GIVEN TEXT:
There are numerous well-documented issues with the ontology design in Wikidata, including how curation can be managed across knowledge domains. On top of that, there are the issues of the vast scale of the project that affects performance, strict licensing requirements (all data has to be public) and, ultimately, the question of trustworthiness in a crowdsourced, public environment. This is why Wikibase, the underlying software suite, is increasingly deployed as an independent instance on private institutional servers, or via the free public cloud platform wikibase.cloud. In such instances, users can choose and configure access, licenses and the data model for their data with much more control and precision.

👉 Examples of projects using Wikibase.

👉 Learn more about the differences between Semantic MediaWiki, Wikibase and Wikibase.cloud.

DATASET:
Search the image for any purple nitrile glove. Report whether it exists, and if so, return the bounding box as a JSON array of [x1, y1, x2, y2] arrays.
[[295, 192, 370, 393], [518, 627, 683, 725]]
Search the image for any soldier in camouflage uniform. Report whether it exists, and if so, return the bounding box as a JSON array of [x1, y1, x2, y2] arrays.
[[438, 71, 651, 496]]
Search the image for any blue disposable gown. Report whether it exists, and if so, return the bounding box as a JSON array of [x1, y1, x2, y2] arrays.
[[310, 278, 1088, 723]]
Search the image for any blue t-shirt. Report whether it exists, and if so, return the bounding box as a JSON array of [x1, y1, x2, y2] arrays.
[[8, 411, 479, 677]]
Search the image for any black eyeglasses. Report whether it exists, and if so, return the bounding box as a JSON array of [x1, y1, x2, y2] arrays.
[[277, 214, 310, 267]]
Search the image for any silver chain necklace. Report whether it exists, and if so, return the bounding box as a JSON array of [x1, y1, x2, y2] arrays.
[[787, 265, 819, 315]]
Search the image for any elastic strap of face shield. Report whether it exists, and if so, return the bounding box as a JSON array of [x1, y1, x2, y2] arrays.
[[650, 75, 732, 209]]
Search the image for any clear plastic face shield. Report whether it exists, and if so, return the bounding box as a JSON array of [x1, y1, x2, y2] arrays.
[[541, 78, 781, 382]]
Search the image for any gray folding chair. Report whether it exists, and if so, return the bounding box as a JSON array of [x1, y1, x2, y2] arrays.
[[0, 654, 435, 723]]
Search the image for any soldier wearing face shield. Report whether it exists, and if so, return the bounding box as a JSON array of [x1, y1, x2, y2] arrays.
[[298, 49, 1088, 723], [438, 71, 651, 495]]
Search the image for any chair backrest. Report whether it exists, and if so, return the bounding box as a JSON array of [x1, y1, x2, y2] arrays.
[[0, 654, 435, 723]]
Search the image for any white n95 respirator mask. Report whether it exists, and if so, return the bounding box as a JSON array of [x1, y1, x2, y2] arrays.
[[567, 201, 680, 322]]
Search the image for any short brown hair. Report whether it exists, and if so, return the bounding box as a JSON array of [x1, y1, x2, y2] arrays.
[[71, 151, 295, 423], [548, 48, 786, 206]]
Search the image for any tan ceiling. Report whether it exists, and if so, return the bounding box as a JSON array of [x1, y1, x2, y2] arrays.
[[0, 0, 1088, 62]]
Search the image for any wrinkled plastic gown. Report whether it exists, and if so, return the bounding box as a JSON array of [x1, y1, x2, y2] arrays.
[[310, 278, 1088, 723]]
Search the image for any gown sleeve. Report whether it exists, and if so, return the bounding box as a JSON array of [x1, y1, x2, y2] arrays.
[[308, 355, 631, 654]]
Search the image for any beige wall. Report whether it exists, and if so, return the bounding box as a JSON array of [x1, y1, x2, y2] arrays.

PROBLEM DETAILS:
Reproduce the stretch of the Wikibase passage from "There are numerous" through "control and precision.". Rely only on the Wikibase passage, not on the data.

TASK RESPONSE:
There are numerous well-documented issues with the ontology design in Wikidata, including how curation can be managed across knowledge domains. On top of that, there are the issues of the vast scale of the project that affects performance, strict licensing requirements (all data has to be public) and, ultimately, the question of trustworthiness in a crowdsourced, public environment. This is why Wikibase, the underlying software suite, is increasingly deployed as an independent instance on private institutional servers, or via the free public cloud platform wikibase.cloud. In such instances, users can choose and configure access, licenses and the data model for their data with much more control and precision.